**The request:**
Can you retype the records below word for word, starting with the line that contains "Indicate every instance of the shadow" and going on through the last line of the records?

**Dataset items:**
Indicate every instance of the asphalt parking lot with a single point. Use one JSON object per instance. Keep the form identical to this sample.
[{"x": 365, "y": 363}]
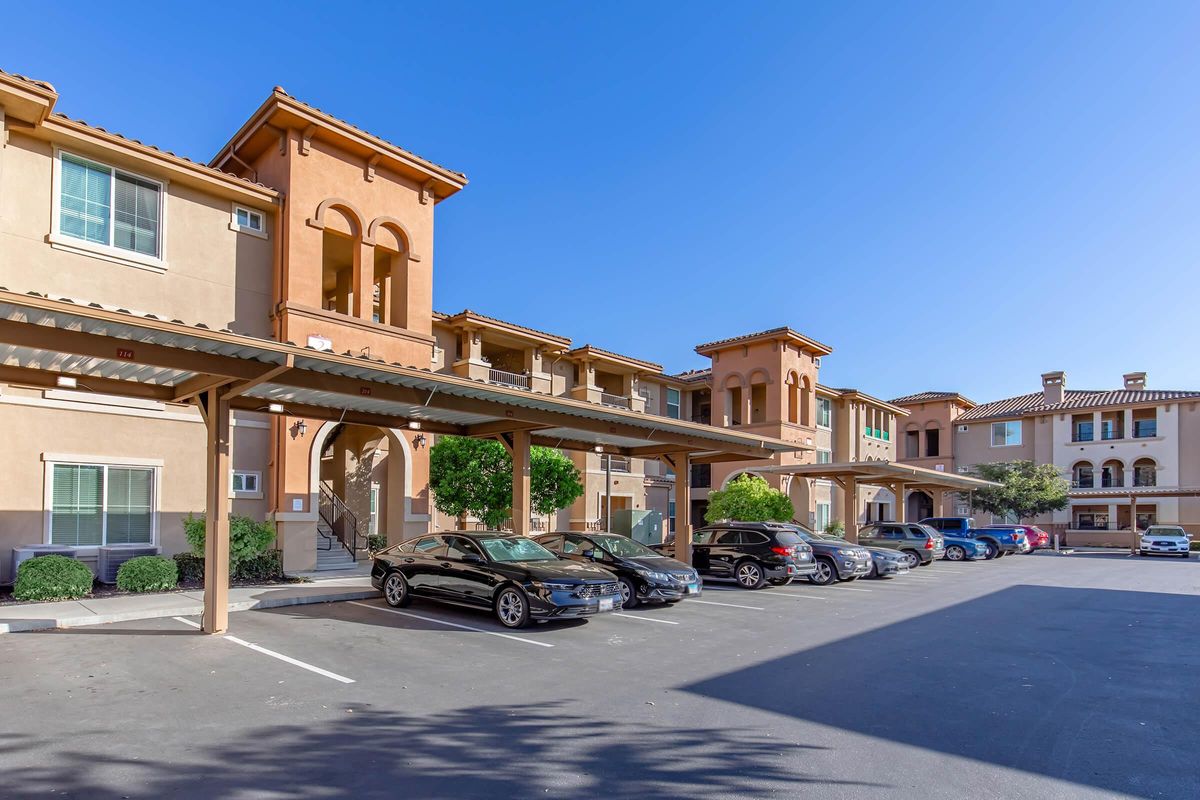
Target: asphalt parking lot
[{"x": 1030, "y": 677}]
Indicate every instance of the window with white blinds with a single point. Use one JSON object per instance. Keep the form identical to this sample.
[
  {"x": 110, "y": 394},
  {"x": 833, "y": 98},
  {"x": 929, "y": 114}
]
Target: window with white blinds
[
  {"x": 107, "y": 206},
  {"x": 97, "y": 504}
]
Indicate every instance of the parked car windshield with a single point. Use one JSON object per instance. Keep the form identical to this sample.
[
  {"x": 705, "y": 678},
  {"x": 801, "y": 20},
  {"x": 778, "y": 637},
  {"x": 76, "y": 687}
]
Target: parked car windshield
[
  {"x": 516, "y": 549},
  {"x": 625, "y": 547}
]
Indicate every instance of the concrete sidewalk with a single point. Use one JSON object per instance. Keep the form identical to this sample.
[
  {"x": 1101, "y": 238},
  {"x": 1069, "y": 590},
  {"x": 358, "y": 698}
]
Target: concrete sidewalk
[{"x": 99, "y": 611}]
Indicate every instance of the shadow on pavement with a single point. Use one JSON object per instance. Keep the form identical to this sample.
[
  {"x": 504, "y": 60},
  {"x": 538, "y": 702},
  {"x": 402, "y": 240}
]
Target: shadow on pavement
[
  {"x": 472, "y": 752},
  {"x": 1085, "y": 685}
]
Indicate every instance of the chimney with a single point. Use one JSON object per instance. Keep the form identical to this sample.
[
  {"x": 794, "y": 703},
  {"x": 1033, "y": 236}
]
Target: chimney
[{"x": 1054, "y": 385}]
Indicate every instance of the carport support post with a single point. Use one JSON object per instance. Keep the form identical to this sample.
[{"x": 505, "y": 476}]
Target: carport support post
[
  {"x": 521, "y": 482},
  {"x": 682, "y": 465},
  {"x": 850, "y": 509},
  {"x": 215, "y": 408}
]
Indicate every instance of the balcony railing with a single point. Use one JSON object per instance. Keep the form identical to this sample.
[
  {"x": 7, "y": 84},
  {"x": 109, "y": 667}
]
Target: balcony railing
[
  {"x": 510, "y": 379},
  {"x": 618, "y": 401}
]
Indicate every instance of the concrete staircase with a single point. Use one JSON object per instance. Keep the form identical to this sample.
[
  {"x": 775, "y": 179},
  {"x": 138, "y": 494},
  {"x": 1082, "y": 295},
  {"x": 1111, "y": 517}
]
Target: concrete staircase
[{"x": 330, "y": 553}]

**Output of the task:**
Indicate every instance of the shadow on pavement with a single point. Use one JSON object per instance. Keep the form identical to this sample.
[
  {"x": 504, "y": 60},
  {"x": 538, "y": 702},
  {"x": 402, "y": 240}
]
Target: shadow on pavement
[
  {"x": 472, "y": 752},
  {"x": 1085, "y": 685}
]
Indicate every instance of the chimney with a single point. Use one JSON object per instance. Keep the form identical to this sample.
[
  {"x": 794, "y": 703},
  {"x": 1033, "y": 236}
]
Target: chimney
[{"x": 1054, "y": 385}]
Indicate every instance of the carport support post with a single point. Use one JSON object per instance. Keep the form identical to this sample.
[{"x": 505, "y": 476}]
Target: carport support post
[
  {"x": 521, "y": 482},
  {"x": 682, "y": 465},
  {"x": 850, "y": 509},
  {"x": 215, "y": 408}
]
Indicate every instance of the balcony railing with a single point. Use one JSON object per instance. Keep the form identical to this sample.
[
  {"x": 7, "y": 84},
  {"x": 109, "y": 667}
]
Target: balcony railing
[
  {"x": 510, "y": 379},
  {"x": 618, "y": 401}
]
Indicate every instance of the concrete staircase with a single point. Use one JSON object per instance. Keep the form identical to this sample.
[
  {"x": 775, "y": 179},
  {"x": 138, "y": 494},
  {"x": 1082, "y": 295},
  {"x": 1111, "y": 517}
]
Target: concrete staircase
[{"x": 330, "y": 553}]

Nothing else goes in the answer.